▶ _Exercise requirements_: Every entry below must be repeated exactly; skip the pictures.

** BEGIN Data rows **

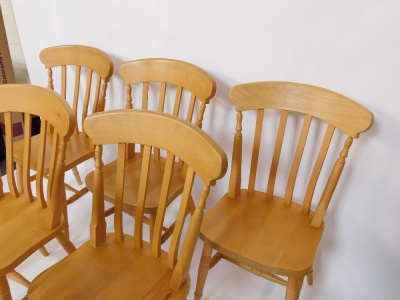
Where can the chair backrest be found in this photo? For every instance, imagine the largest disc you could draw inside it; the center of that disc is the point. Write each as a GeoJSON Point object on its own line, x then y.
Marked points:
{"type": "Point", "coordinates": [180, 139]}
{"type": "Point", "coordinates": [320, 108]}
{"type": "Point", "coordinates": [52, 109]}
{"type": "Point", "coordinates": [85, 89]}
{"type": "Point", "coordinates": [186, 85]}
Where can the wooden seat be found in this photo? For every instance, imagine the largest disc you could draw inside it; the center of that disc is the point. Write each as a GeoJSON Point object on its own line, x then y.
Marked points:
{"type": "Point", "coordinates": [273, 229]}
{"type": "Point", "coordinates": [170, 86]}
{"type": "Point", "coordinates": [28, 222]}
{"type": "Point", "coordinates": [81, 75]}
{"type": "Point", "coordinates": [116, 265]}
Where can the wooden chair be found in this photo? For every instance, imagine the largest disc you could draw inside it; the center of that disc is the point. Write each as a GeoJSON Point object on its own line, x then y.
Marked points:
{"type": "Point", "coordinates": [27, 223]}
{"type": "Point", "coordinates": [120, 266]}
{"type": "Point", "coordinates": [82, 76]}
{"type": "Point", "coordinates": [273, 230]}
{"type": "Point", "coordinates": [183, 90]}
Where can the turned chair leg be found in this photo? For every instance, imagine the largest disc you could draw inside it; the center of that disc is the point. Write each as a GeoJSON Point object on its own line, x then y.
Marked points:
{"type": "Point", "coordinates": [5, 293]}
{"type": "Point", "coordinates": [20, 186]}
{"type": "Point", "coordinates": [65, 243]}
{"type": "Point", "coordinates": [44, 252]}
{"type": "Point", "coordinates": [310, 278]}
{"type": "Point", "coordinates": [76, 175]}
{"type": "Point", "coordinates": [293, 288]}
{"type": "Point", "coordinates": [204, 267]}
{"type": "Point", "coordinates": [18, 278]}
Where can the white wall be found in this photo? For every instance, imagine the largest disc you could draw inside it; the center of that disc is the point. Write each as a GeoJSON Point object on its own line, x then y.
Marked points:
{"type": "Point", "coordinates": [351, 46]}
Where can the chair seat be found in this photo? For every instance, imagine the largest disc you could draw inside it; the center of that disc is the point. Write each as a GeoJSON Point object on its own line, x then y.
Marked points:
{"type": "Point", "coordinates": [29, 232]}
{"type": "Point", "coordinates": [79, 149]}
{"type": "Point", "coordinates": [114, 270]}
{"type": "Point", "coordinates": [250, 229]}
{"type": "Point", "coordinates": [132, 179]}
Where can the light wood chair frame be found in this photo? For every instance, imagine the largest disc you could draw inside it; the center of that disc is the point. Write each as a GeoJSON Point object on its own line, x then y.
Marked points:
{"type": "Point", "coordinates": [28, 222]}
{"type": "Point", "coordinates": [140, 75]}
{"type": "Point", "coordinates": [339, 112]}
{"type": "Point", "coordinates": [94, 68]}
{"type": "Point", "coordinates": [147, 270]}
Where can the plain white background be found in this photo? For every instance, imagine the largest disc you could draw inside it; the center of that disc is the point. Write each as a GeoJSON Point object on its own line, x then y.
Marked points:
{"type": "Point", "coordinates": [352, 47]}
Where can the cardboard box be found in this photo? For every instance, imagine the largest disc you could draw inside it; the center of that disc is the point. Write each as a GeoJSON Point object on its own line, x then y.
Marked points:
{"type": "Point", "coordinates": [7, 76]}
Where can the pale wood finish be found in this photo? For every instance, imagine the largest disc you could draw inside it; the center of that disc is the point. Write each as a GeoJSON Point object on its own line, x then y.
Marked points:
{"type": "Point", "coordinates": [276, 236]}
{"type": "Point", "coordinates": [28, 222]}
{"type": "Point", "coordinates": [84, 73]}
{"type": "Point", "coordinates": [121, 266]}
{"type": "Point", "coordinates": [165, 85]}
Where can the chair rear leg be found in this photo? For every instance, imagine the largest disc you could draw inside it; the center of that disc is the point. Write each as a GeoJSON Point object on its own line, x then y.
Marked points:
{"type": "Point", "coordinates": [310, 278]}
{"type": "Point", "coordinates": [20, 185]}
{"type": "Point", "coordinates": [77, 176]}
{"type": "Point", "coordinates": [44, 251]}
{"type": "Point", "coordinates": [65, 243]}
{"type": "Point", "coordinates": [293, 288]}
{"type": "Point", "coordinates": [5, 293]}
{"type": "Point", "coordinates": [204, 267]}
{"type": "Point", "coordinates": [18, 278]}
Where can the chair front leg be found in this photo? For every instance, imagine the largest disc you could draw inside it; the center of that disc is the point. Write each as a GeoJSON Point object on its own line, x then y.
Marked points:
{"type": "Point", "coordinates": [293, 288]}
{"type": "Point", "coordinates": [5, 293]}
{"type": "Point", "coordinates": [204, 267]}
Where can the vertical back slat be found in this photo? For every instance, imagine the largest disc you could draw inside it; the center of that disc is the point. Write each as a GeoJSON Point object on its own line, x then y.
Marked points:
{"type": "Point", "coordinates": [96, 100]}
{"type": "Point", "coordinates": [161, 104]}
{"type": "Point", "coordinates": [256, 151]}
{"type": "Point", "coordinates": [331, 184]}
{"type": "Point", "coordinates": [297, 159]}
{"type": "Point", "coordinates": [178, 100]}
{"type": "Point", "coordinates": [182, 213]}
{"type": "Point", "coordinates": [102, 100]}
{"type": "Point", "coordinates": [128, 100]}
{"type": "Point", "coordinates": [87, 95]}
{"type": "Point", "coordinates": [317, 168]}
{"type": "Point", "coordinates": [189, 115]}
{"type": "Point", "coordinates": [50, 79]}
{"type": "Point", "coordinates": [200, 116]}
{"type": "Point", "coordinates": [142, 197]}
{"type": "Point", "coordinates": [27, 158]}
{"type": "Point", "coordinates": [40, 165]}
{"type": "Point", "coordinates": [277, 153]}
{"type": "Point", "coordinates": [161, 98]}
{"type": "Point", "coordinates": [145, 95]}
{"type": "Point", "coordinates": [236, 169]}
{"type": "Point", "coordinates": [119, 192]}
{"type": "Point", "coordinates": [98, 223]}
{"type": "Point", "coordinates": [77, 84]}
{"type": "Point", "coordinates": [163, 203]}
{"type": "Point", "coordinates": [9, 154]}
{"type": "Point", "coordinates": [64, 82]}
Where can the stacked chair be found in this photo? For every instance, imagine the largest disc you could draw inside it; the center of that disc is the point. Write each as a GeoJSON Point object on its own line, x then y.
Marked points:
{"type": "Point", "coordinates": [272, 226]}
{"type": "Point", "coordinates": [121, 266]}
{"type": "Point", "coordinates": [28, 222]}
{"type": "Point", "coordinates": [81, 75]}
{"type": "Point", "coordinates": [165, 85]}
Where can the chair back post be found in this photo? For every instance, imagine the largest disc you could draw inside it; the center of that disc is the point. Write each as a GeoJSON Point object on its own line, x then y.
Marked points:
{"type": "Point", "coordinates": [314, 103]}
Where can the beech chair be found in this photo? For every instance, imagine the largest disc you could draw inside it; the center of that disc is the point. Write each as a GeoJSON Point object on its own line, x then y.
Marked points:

** END Data rows **

▶ _Exercise response_:
Where can the chair backrest be found in this photo? For every instance, imagine the largest disc you could draw inside it; the center of that disc is the point. Write each as a GeoJSON Point object on its own line, x then y.
Marked points:
{"type": "Point", "coordinates": [180, 139]}
{"type": "Point", "coordinates": [320, 108]}
{"type": "Point", "coordinates": [52, 109]}
{"type": "Point", "coordinates": [85, 89]}
{"type": "Point", "coordinates": [186, 85]}
Where can the wooden seat be found in this photo? For every instance, imagine the largest disc you could draw inside it; the center of that disc is the point. Write each as a GeoJSON Point object on its own line, x then y.
Marked points:
{"type": "Point", "coordinates": [273, 229]}
{"type": "Point", "coordinates": [170, 86]}
{"type": "Point", "coordinates": [28, 222]}
{"type": "Point", "coordinates": [81, 75]}
{"type": "Point", "coordinates": [116, 265]}
Where can the wooden chair be found in this photo? For every instance, imagine the largest disc you could draw inside it; the center of that disc is the point. Write each as a GeoJSON Point object on its own line, x then y.
Marked points:
{"type": "Point", "coordinates": [27, 223]}
{"type": "Point", "coordinates": [120, 266]}
{"type": "Point", "coordinates": [82, 76]}
{"type": "Point", "coordinates": [273, 230]}
{"type": "Point", "coordinates": [183, 90]}
Where can the turned chair leg be found in this photo? For every instance, imagine the largest disc you could draw inside it; the center of that disc is the point. Write each as a GeoJSON Point object on its own line, x then y.
Marked points:
{"type": "Point", "coordinates": [5, 293]}
{"type": "Point", "coordinates": [20, 186]}
{"type": "Point", "coordinates": [65, 243]}
{"type": "Point", "coordinates": [44, 252]}
{"type": "Point", "coordinates": [310, 278]}
{"type": "Point", "coordinates": [76, 175]}
{"type": "Point", "coordinates": [293, 288]}
{"type": "Point", "coordinates": [204, 267]}
{"type": "Point", "coordinates": [18, 278]}
Where can the white wall be found in this photo? For every instance, imagine the largest disc you could draw inside it; the center of that disc is the point. Write each as a GeoJSON Point object on its own line, x then y.
Marked points:
{"type": "Point", "coordinates": [351, 46]}
Where can the chair seat be found in this photo? For every instance, imagine the largest disc you could draw inside it; the center of that disc is the point. Write each as a GeoJSON Point object on its own line, x then y.
Marked points:
{"type": "Point", "coordinates": [29, 232]}
{"type": "Point", "coordinates": [79, 149]}
{"type": "Point", "coordinates": [114, 270]}
{"type": "Point", "coordinates": [250, 229]}
{"type": "Point", "coordinates": [132, 179]}
Where can the light wood chair frame be found in this photo? For every instance, imagine the largest disc you could draw inside it; the center of that disc is the point. Write each as a GeoJSON Point object on its own line, x then y.
Marked points:
{"type": "Point", "coordinates": [28, 222]}
{"type": "Point", "coordinates": [140, 75]}
{"type": "Point", "coordinates": [339, 112]}
{"type": "Point", "coordinates": [94, 68]}
{"type": "Point", "coordinates": [147, 270]}
Where can the plain white background be found in this photo? For every instance, imagine the largest disc you could draw inside it; the center of that disc is the point. Write each as a GeoJSON Point object on its own line, x then y.
Marked points:
{"type": "Point", "coordinates": [352, 47]}
Where can the cardboard box be found in this photo? For every instance, imagine the largest disc you could draw inside it; the center of that disc is the point. Write each as a GeoJSON Point object on its own line, x then y.
Marked points:
{"type": "Point", "coordinates": [7, 76]}
Where can the pale wood finish be found in this photo? For every instance, imagine the largest disc you could draw inside it; the center of that disc is the point. Write each as a GeoJSON Point object on its own line, x then y.
Marked points:
{"type": "Point", "coordinates": [276, 236]}
{"type": "Point", "coordinates": [28, 222]}
{"type": "Point", "coordinates": [84, 73]}
{"type": "Point", "coordinates": [121, 266]}
{"type": "Point", "coordinates": [165, 85]}
Where can the chair rear leg be found in this photo? For every instance, imagine the largest disc you could draw inside it; the center of that disc is the point. Write each as a GeoJSON Point object on its own line, x then y.
Marked points:
{"type": "Point", "coordinates": [310, 278]}
{"type": "Point", "coordinates": [20, 185]}
{"type": "Point", "coordinates": [77, 176]}
{"type": "Point", "coordinates": [44, 251]}
{"type": "Point", "coordinates": [65, 243]}
{"type": "Point", "coordinates": [293, 288]}
{"type": "Point", "coordinates": [5, 293]}
{"type": "Point", "coordinates": [204, 267]}
{"type": "Point", "coordinates": [18, 278]}
Where can the chair front leg be found in this photo? For every instance, imagine the largest disc you could draw inside it; the center of that disc is the point. Write each as a GeoJSON Point object on its own line, x then y.
Marked points:
{"type": "Point", "coordinates": [293, 288]}
{"type": "Point", "coordinates": [5, 293]}
{"type": "Point", "coordinates": [204, 267]}
Where can the vertical back slat be found in this photo? For every instance, imagine the largest disc you could draw inside it; the center of that disc is the point. Write each as a GeoJSON Point object on its own line, x then y.
Marked points:
{"type": "Point", "coordinates": [96, 100]}
{"type": "Point", "coordinates": [161, 104]}
{"type": "Point", "coordinates": [256, 151]}
{"type": "Point", "coordinates": [331, 184]}
{"type": "Point", "coordinates": [297, 159]}
{"type": "Point", "coordinates": [178, 100]}
{"type": "Point", "coordinates": [182, 213]}
{"type": "Point", "coordinates": [102, 100]}
{"type": "Point", "coordinates": [128, 100]}
{"type": "Point", "coordinates": [87, 95]}
{"type": "Point", "coordinates": [317, 168]}
{"type": "Point", "coordinates": [189, 115]}
{"type": "Point", "coordinates": [50, 79]}
{"type": "Point", "coordinates": [200, 116]}
{"type": "Point", "coordinates": [142, 197]}
{"type": "Point", "coordinates": [27, 158]}
{"type": "Point", "coordinates": [40, 165]}
{"type": "Point", "coordinates": [277, 153]}
{"type": "Point", "coordinates": [161, 98]}
{"type": "Point", "coordinates": [145, 95]}
{"type": "Point", "coordinates": [236, 169]}
{"type": "Point", "coordinates": [119, 192]}
{"type": "Point", "coordinates": [98, 223]}
{"type": "Point", "coordinates": [77, 84]}
{"type": "Point", "coordinates": [163, 203]}
{"type": "Point", "coordinates": [9, 154]}
{"type": "Point", "coordinates": [64, 82]}
Where can the stacked chair be found in this photo? For every instance, imagine the largest disc you could draw inside it; the center of that disc is the point. Write each as a GeoJSON Point object on its own line, x then y.
Marked points:
{"type": "Point", "coordinates": [272, 226]}
{"type": "Point", "coordinates": [121, 266]}
{"type": "Point", "coordinates": [28, 222]}
{"type": "Point", "coordinates": [81, 75]}
{"type": "Point", "coordinates": [165, 85]}
Where can the chair back post be found in this photo? For every instance, imagine the largest disc you could draw inside it; the center of that disc is the point. Write each as a GeoJSON Point object on its own line, x then y.
Marked points:
{"type": "Point", "coordinates": [314, 103]}
Where can the beech chair be found in this photo? For every instance, imagine the largest disc you could draw inside it; the center of that disc is the point. Write each as a GeoJSON Point object on its own line, x then y.
Marked points:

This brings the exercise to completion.